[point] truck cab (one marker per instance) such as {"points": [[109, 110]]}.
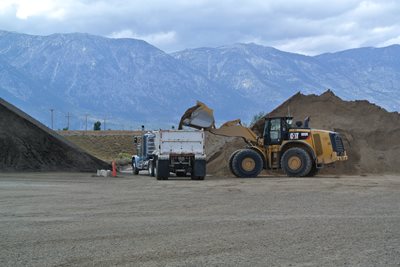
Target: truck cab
{"points": [[145, 147]]}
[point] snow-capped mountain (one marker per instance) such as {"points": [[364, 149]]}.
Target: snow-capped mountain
{"points": [[129, 82]]}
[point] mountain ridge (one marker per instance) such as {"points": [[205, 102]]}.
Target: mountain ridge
{"points": [[129, 82]]}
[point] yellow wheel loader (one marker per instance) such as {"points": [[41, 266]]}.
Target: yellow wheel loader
{"points": [[296, 149]]}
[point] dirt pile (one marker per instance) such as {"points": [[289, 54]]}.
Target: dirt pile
{"points": [[28, 145], [105, 145], [370, 133]]}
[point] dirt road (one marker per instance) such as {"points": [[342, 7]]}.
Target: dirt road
{"points": [[58, 219]]}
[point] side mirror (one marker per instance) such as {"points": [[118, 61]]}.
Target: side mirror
{"points": [[306, 122]]}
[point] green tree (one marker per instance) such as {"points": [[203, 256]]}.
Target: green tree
{"points": [[97, 126], [256, 117]]}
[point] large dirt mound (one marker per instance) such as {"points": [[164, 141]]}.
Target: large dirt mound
{"points": [[370, 133], [105, 145], [28, 145]]}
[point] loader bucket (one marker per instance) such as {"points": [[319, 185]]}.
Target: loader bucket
{"points": [[199, 116]]}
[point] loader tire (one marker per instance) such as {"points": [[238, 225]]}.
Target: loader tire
{"points": [[314, 171], [162, 169], [296, 162], [151, 168], [247, 163], [231, 162], [135, 170]]}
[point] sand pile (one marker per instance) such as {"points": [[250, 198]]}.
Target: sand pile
{"points": [[28, 145], [370, 133]]}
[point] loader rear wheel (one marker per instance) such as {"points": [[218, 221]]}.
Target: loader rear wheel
{"points": [[161, 169], [296, 162], [247, 163]]}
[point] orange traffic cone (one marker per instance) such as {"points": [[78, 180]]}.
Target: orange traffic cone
{"points": [[114, 172]]}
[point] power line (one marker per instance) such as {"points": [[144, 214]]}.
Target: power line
{"points": [[86, 115], [68, 116], [52, 118]]}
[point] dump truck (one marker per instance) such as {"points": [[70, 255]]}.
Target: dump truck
{"points": [[296, 148], [178, 151]]}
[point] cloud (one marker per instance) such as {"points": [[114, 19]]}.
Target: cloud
{"points": [[25, 8], [306, 26]]}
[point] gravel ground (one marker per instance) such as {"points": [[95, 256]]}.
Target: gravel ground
{"points": [[64, 219]]}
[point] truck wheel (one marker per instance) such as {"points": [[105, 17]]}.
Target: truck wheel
{"points": [[231, 162], [247, 163], [199, 169], [151, 168], [135, 170], [162, 169], [181, 174], [296, 162]]}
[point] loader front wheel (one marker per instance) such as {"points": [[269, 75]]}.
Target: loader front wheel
{"points": [[231, 163], [296, 162], [247, 163], [135, 170]]}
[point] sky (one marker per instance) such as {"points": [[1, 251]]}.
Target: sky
{"points": [[308, 27]]}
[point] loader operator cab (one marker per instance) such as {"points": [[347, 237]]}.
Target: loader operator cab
{"points": [[276, 130]]}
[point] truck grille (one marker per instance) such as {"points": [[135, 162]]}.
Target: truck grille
{"points": [[337, 143]]}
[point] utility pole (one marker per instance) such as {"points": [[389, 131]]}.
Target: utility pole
{"points": [[86, 121], [52, 118], [68, 116]]}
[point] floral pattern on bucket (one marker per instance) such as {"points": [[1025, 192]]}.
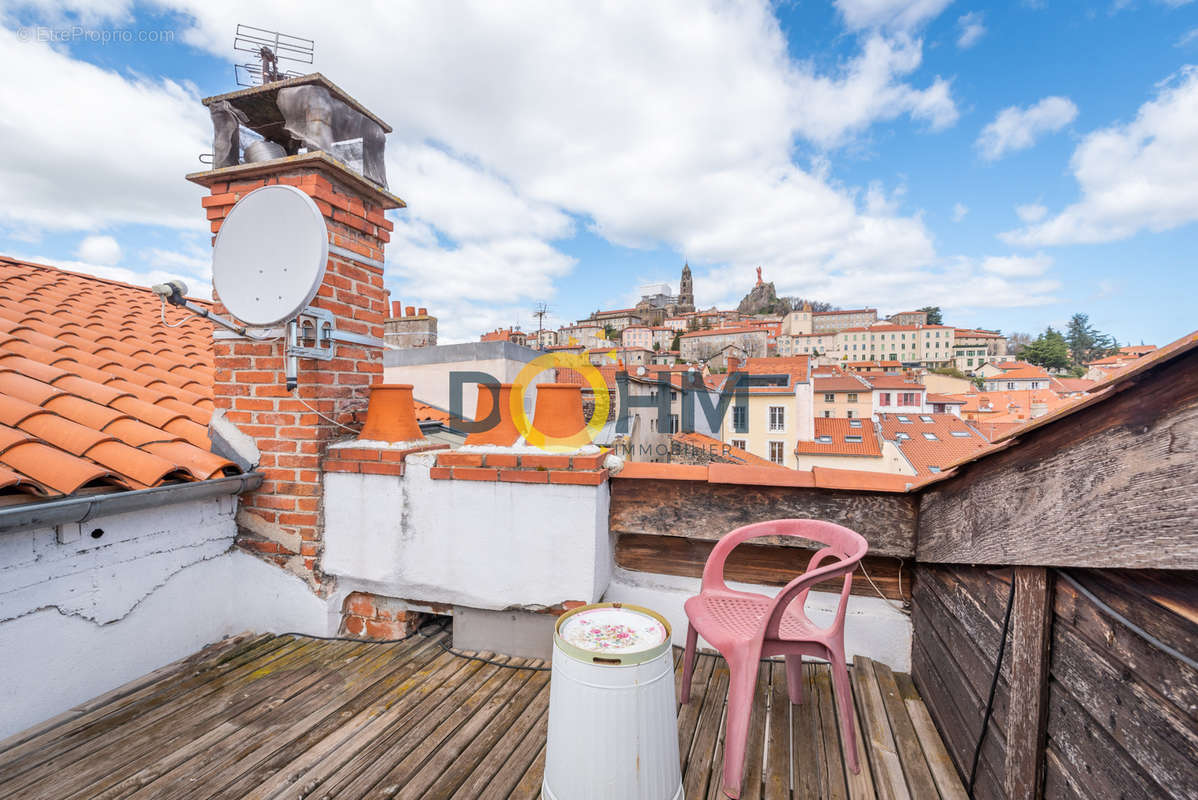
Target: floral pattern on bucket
{"points": [[613, 630]]}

**Aim of the exercise**
Please quote all of the lines above word for word, omitting the pictures.

**Exercise result**
[point] truck cab (one marker per instance) such as {"points": [[109, 110]]}.
Target: truck cab
{"points": [[145, 147]]}
[point] snow-capped mountain (one marker per instance) such as {"points": [[364, 149]]}.
Target: snow-capped mountain
{"points": [[129, 82]]}
[point] mountain ridge (one marker per instance) such as {"points": [[205, 102]]}.
Target: mountain ridge
{"points": [[129, 82]]}
[point] yellow wheel loader (one marker per instance) such as {"points": [[41, 266]]}.
Target: yellow wheel loader
{"points": [[296, 149]]}
[point] dirt pile (one marker per instance) such as {"points": [[289, 54]]}.
Target: dirt pile
{"points": [[28, 145], [105, 145], [370, 133]]}
[point] dirt road (one marker per instance) such as {"points": [[342, 7]]}.
Target: dirt road
{"points": [[58, 219]]}
[point] side mirror (one marker per instance) such as {"points": [[118, 61]]}.
Target: side mirror
{"points": [[306, 122]]}
[point] green tree (one marker per instance) such as {"points": [[203, 256]]}.
Target: green tree
{"points": [[97, 126], [256, 117]]}
[point] large dirt mound (one marker per instance) such as {"points": [[164, 141]]}.
Target: large dirt mound
{"points": [[370, 133], [105, 145], [28, 145]]}
[point] loader bucket (one marker per instance) such as {"points": [[319, 185]]}.
Target: loader bucket
{"points": [[199, 116]]}
[point] loader tire (one marker per instance) such as {"points": [[238, 225]]}.
Target: loader tire
{"points": [[314, 171], [162, 169], [296, 162], [151, 168], [247, 163], [231, 162], [135, 170]]}
[point] sand pile (one marker per instance) such as {"points": [[250, 198]]}.
Target: sand pile
{"points": [[28, 145], [370, 133]]}
[point] loader rear wheel (one marker per instance) such as {"points": [[218, 221]]}.
Target: loader rear wheel
{"points": [[161, 169], [296, 162], [247, 163]]}
[point] orange traffic cone (one marker per instance) such as {"points": [[78, 180]]}.
Target: orange traffic cone
{"points": [[114, 172]]}
[point] power line (one marker per instance) such as {"points": [[144, 214]]}.
Target: power line
{"points": [[86, 115], [68, 116], [52, 118]]}
[point] dump truck (one marker per instance) such as {"points": [[70, 255]]}.
Target: dump truck
{"points": [[296, 148], [178, 151]]}
[point] cloud (one marker per instance) such as {"points": [[114, 19]]}.
Target: cloud
{"points": [[25, 8], [306, 26]]}
[point] gravel ground (one marker per instance) such as {"points": [[95, 256]]}.
Target: gravel ground
{"points": [[64, 219]]}
[point] truck wheel (one marker per instance) such as {"points": [[105, 17]]}.
Target: truck wheel
{"points": [[231, 162], [247, 163], [199, 169], [151, 168], [135, 170], [162, 169], [181, 174], [296, 162]]}
[point] loader front wheel (one marker per instance) such as {"points": [[269, 75]]}.
Target: loader front wheel
{"points": [[231, 163], [296, 162], [247, 163], [135, 170]]}
[point] sky (one marker per instance) such as {"points": [[1, 251]]}.
Target: sky
{"points": [[308, 27]]}
[point] loader operator cab (one marker per instance) such as {"points": [[347, 237]]}.
Target: loader operator cab
{"points": [[276, 130]]}
[point] truck grille (one marker per instance) such as {"points": [[135, 162]]}.
Target: truck grille
{"points": [[337, 143]]}
[point] utility pole (one marker per instance) such as {"points": [[389, 131]]}.
Target: utility pole
{"points": [[86, 121], [52, 118], [68, 116]]}
[point] floral pattern on bucket (one marker per instance) such as {"points": [[1025, 192]]}.
Target: floral pattern on bucket
{"points": [[613, 630]]}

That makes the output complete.